Written exercise: Copy out all the records below, requests included, and shift every x and y coordinate in the answers up by 56. Leave the pictures out.

Data supplied:
____

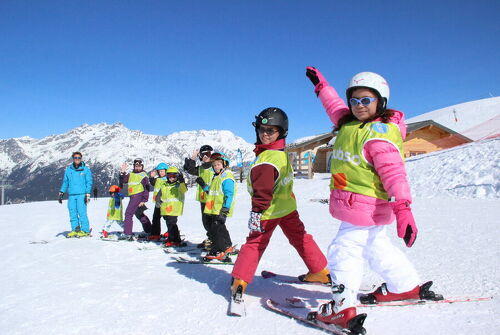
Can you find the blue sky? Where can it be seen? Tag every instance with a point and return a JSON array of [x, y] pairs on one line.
[[164, 66]]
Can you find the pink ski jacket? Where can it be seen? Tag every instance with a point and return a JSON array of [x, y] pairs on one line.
[[359, 209]]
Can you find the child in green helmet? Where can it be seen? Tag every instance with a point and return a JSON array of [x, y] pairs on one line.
[[171, 195]]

____

Finished task:
Can you find the blue sky? Where can it be seen? Tag every instance with a point and return a JSON array of [x, y] pairs on one line.
[[220, 122]]
Can you find the pink ski jacket? Where can it be seen? Tag every instance with a point and return a JSON array of [x, y] pairs on one line.
[[415, 265]]
Can you find the child in green helmet? Where can it be seen? Tag every instance with a point and return a JSON array of [x, y] pairs on one line.
[[227, 251]]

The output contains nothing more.